▸ PASSAGE TO READ
- - - -

Nessie Spark SQL Demo with NBA Dataset

This demo showcases how to use Nessie Python API along with Spark3 from Delta Lake

Initialize Pyspark

To get started, we will first have to do a few setup steps that give us everything we need to get started with Nessie. In case you're interested in the detailed setup steps for Spark, you can check out the docs

The Binder server has downloaded spark and some data for us as well as started a Nessie server in the background. All we have to do is start Spark

The below cell starts a local Spark session with parameters needed to configure Nessie. Each config option is followed by a comment explaining its purpose.

In [ ]:
import os
import findspark
from pyspark.sql import *
from pyspark import SparkConf
import pynessie
findspark.init()
pynessie_version = pynessie.__version__

warehouse = 'file://' + os.getcwd() + '/spark_warehouse/delta'
conf = SparkConf()
# we add our custom fork of delta to the known repositories
conf.set("spark.jars.repositories", "https://storage.googleapis.com/nessie-maven")
# we need delta libraries and the nessie sql extensions
conf.set("spark.jars.packages", f"org.projectnessie:nessie-deltalake:{pynessie_version},org.projectnessie:nessie-spark-extensions:{pynessie_version}")
# ensure python <-> java interactions are w/ pyarrow
conf.set("spark.sql.execution.pyarrow.enabled", "true")
# create catalog dev_catalog as a Delta catalog
conf.set("spark.sql.catalog.spark_catalog", "org.apache.spark.sql.delta.catalog.DeltaCatalog")
# set the location for Nessie catalog to store data. Spark writes to this directory
conf.set("spark.sql.catalog.spark_catalog.warehouse", warehouse)
# set the location of the nessie server. In this demo its running locally. There are many ways to run it (see https://projectnessie.org/try/)
conf.set("spark.sql.catalog.spark_catalog.uri", "http://localhost:19120/api/v1")
# default branch for Nessie catalog to work on
conf.set("spark.sql.catalog.spark_catalog.ref", "main")
# use no authorization. Options are NONE AWS BASIC and aws implies running Nessie on a lambda
conf.set("spark.sql.catalog.spark_catalog.auth_type", "NONE")

- - - -

▸ EXERCISE INSTRUCTIONS
**1.** List every configuration key that the Nessie Spark SQL demo sets with conf.set.
**2.** Write what comes next in the Nessie Spark SQL demo, picking up after its last line.

▸ RECORDS
- - - -

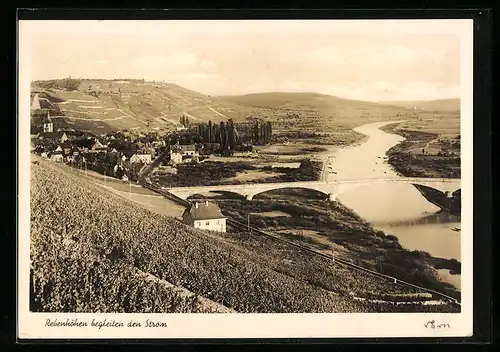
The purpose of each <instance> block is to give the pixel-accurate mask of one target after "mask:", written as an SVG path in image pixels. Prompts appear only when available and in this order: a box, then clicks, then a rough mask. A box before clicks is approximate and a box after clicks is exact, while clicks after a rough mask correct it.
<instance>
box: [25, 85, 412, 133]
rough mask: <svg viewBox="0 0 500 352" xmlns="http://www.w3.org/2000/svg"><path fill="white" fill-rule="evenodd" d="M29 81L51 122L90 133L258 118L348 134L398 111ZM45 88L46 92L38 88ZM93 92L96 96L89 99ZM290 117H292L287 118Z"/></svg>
mask: <svg viewBox="0 0 500 352" xmlns="http://www.w3.org/2000/svg"><path fill="white" fill-rule="evenodd" d="M46 83H47V81H39V82H34V83H33V85H32V87H33V89H37V90H41V91H44V92H45V93H46V94H48V96H49V100H51V101H52V102H53V104H54V105H56V106H57V107H59V108H60V110H61V111H62V113H61V116H59V117H56V118H58V119H60V122H61V123H63V122H64V124H67V125H68V126H65V127H71V125H72V126H73V127H79V128H80V129H88V130H91V131H93V132H105V131H108V130H111V129H115V130H116V129H136V130H142V131H149V130H157V131H162V130H171V129H173V128H174V127H175V125H177V124H178V123H179V118H180V116H181V115H186V116H188V117H189V119H190V120H191V121H192V122H194V123H196V122H208V121H209V120H211V121H213V122H219V121H221V120H227V119H228V118H232V119H233V120H235V121H245V120H246V119H247V118H248V117H251V116H259V117H263V118H265V119H269V120H272V121H275V122H276V123H277V124H276V126H277V131H278V130H279V129H280V127H282V128H284V129H290V128H292V129H293V128H295V127H296V128H298V129H299V130H304V129H307V128H308V127H315V128H316V130H318V127H320V128H319V130H325V129H324V128H323V127H326V129H327V131H329V132H332V131H338V130H339V129H342V128H344V129H350V128H352V127H353V126H358V125H361V124H363V123H368V122H370V121H372V120H374V119H380V118H384V119H391V118H393V117H394V118H395V115H396V113H397V112H401V111H407V109H406V108H404V107H394V106H390V105H384V104H377V103H370V102H363V101H357V100H349V99H341V98H337V97H334V96H330V95H323V94H316V93H259V94H249V95H242V96H224V97H210V96H207V95H203V94H200V93H197V92H194V91H191V90H189V89H186V88H183V87H180V86H178V85H175V84H171V83H165V82H143V81H141V80H81V81H80V84H79V86H78V89H77V90H73V91H67V90H65V89H57V88H55V87H51V88H47V84H46ZM43 87H46V88H43ZM93 92H98V94H93ZM290 115H292V117H290Z"/></svg>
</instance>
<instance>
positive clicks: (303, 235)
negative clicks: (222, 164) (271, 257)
mask: <svg viewBox="0 0 500 352" xmlns="http://www.w3.org/2000/svg"><path fill="white" fill-rule="evenodd" d="M190 198H191V199H197V198H199V199H202V197H200V196H197V195H194V196H191V197H190ZM227 198H228V196H227V195H221V196H220V197H219V200H217V201H218V204H219V205H220V207H221V209H222V210H223V212H224V214H227V215H228V216H229V217H230V218H232V219H235V220H237V221H239V222H240V223H245V224H246V223H247V222H250V224H251V226H253V227H256V228H259V229H262V230H264V231H270V232H272V233H274V234H277V235H279V236H280V237H282V238H283V239H286V240H289V241H292V242H295V243H298V244H302V245H306V246H307V247H309V248H312V249H314V250H316V251H319V252H322V253H324V254H327V255H331V251H332V249H333V250H334V251H335V255H336V256H337V257H338V258H340V259H343V260H345V261H348V262H351V263H353V264H357V265H360V266H363V267H365V268H368V269H371V270H375V271H378V272H381V273H384V274H387V275H390V276H394V277H397V278H400V279H402V280H405V281H409V282H412V283H414V284H416V285H419V286H423V287H427V288H432V289H435V290H436V291H439V292H443V293H446V294H448V295H450V296H455V297H456V296H457V295H459V292H456V291H455V289H454V288H453V287H452V286H451V285H448V284H446V283H442V282H440V281H439V278H438V275H437V274H438V273H437V271H436V269H441V268H442V265H445V266H448V265H454V264H455V263H451V262H450V263H446V262H445V261H442V260H440V258H433V257H432V256H430V255H429V254H428V253H425V252H419V251H413V252H412V251H409V250H406V249H405V248H404V247H402V246H401V245H400V244H399V242H398V240H397V238H394V236H390V235H386V234H384V233H383V232H381V231H377V230H375V229H374V228H373V227H372V225H371V224H369V223H368V222H366V221H365V220H363V219H362V218H360V217H359V216H357V215H356V214H355V213H354V212H353V211H352V210H351V209H348V208H346V207H345V206H343V205H342V204H340V203H331V202H327V201H325V200H323V199H324V196H323V195H321V194H319V193H318V192H316V191H309V190H302V189H295V190H292V189H290V190H286V189H285V190H280V191H269V192H265V193H261V194H259V195H257V196H255V197H254V199H253V200H252V201H246V200H244V199H241V198H237V197H235V199H232V200H229V199H227ZM273 213H274V214H276V213H278V214H279V213H285V214H288V215H285V216H268V214H273ZM435 262H439V267H435ZM450 269H453V270H455V267H453V268H452V267H450Z"/></svg>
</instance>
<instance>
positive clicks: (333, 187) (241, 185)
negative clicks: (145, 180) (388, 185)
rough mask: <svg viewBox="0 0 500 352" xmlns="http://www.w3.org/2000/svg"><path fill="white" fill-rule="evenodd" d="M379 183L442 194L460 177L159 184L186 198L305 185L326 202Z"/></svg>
mask: <svg viewBox="0 0 500 352" xmlns="http://www.w3.org/2000/svg"><path fill="white" fill-rule="evenodd" d="M380 183H404V184H412V185H422V186H427V187H431V188H434V189H437V190H439V191H441V192H443V193H445V192H453V191H456V190H457V189H459V188H460V179H450V178H424V177H391V178H368V179H356V180H335V181H304V182H281V183H247V184H241V185H215V186H199V187H171V188H166V187H162V189H163V190H165V191H168V192H170V193H171V194H173V195H175V196H177V197H180V198H182V199H187V198H188V197H190V196H192V195H195V194H198V193H204V192H216V191H224V192H231V193H236V194H239V195H242V196H244V197H246V199H248V200H251V199H252V198H253V197H254V196H255V195H257V194H259V193H263V192H267V191H271V190H275V189H281V188H305V189H312V190H316V191H319V192H321V193H324V194H325V195H327V196H328V199H329V200H330V201H335V200H336V198H337V196H338V195H339V194H342V193H344V192H347V191H349V190H352V189H355V188H358V187H361V186H368V185H374V184H380Z"/></svg>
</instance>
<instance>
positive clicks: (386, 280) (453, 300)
mask: <svg viewBox="0 0 500 352" xmlns="http://www.w3.org/2000/svg"><path fill="white" fill-rule="evenodd" d="M143 186H144V187H146V188H148V189H150V190H152V191H154V192H157V193H159V194H161V195H162V196H164V197H165V198H167V199H170V200H173V201H175V202H177V203H179V204H182V205H184V206H189V205H190V204H191V203H190V202H189V201H188V200H184V199H182V198H179V197H177V196H174V195H172V194H170V193H168V192H166V191H164V190H161V189H160V188H159V187H156V186H153V185H152V184H150V183H146V182H144V184H143ZM227 222H228V223H229V224H230V225H231V226H233V227H235V228H237V229H241V230H251V233H253V234H258V235H261V236H265V237H268V238H272V239H274V240H276V241H280V242H284V243H287V244H289V245H291V246H293V247H296V248H299V249H300V250H303V251H306V252H309V253H311V254H313V255H316V256H319V257H321V258H323V259H326V260H328V261H329V262H331V261H332V257H330V256H328V255H326V254H324V253H321V252H318V251H315V250H313V249H311V248H309V247H307V246H304V245H300V244H297V243H294V242H292V241H288V240H285V239H283V238H281V237H279V236H276V235H274V234H271V233H269V232H265V231H262V230H260V229H257V228H254V227H251V226H250V227H249V226H248V224H243V223H241V222H238V221H236V220H233V219H227ZM335 264H337V265H343V266H345V267H348V268H349V269H352V270H356V271H359V272H363V273H364V274H368V275H372V276H376V277H378V278H380V279H383V280H386V281H390V282H393V283H395V284H397V285H401V286H405V287H411V288H414V289H417V290H420V291H423V292H427V293H430V294H431V295H433V296H434V297H439V298H440V299H442V300H445V301H448V302H450V303H452V304H456V305H459V306H460V305H461V303H460V301H459V300H457V299H456V298H454V297H451V296H448V295H446V294H444V293H441V292H438V291H435V290H432V289H428V288H425V287H422V286H418V285H414V284H412V283H410V282H407V281H404V280H400V279H398V278H396V277H393V276H389V275H385V274H382V273H379V272H377V271H373V270H370V269H367V268H364V267H362V266H359V265H356V264H353V263H350V262H348V261H346V260H342V259H337V258H335Z"/></svg>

- - - -

▸ ACTIVITY ANSWERS
**1.**
spark.jars.repositories
spark.jars.packages
spark.sql.execution.pyarrow.enabled
spark.sql.catalog.spark_catalog
spark.sql.catalog.spark_catalog.warehouse
spark.sql.catalog.spark_catalog.uri
spark.sql.catalog.spark_catalog.ref
spark.sql.catalog.spark_catalog.auth_type

**2.**
# These two lines tell Delta to use Nessie as the internal storage handler thereby enabling Delta/Nessie integraton
conf.set("spark.delta.logFileHandler.class", "org.projectnessie.deltalake.NessieLogFileMetaParser")
conf.set("spark.delta.logStore.class", "org.projectnessie.deltalake.NessieLogStore")
# enable the extensions for both Nessie and Delta
conf.set("spark.sql.extensions", "io.delta.sql.DeltaSparkSessionExtension,org.projectnessie.spark.extensions.NessieSparkSessionExtensions")
# finally, start up the Spark server
spark = SparkSession.builder.config(conf=conf).getOrCreate()
print("Spark Running")

Solving Data Engineering problems with Nessie

In this Demo we are a data engineer working at a fictional sports analytics blog. In order for the authors to write articles they have to have access to the relevant data. They need to be able to retrieve data quickly and be able to create charts with it.

We have been asked to collect and expose some information about basketball players. We have located some data sources and are now ready to start ingesting data into our data lakehouse. We will perform the ingestion steps on a Nessie branch to test and validate the data before exposing to the analysts.

Set up Nessie branches

Once all dependencies are configured, we can get started with ingesting our basketball data into Nessie with the following steps:

  • Create a new branch named dev
  • List all branches

It is worth mentioning that we don't have to explicitly create a main branch, since it's the default branch.

In [ ]:
spark.sql("CREATE BRANCH dev AS main").toPandas()

We have created the branch dev and we can see the branch with the Nessie hash its currently pointing to.

Below we list all branches. Note that the auto created main branch already exists and both branches point at the same hash

In [ ]:
spark.sql("LIST REFERENCES").toPandas()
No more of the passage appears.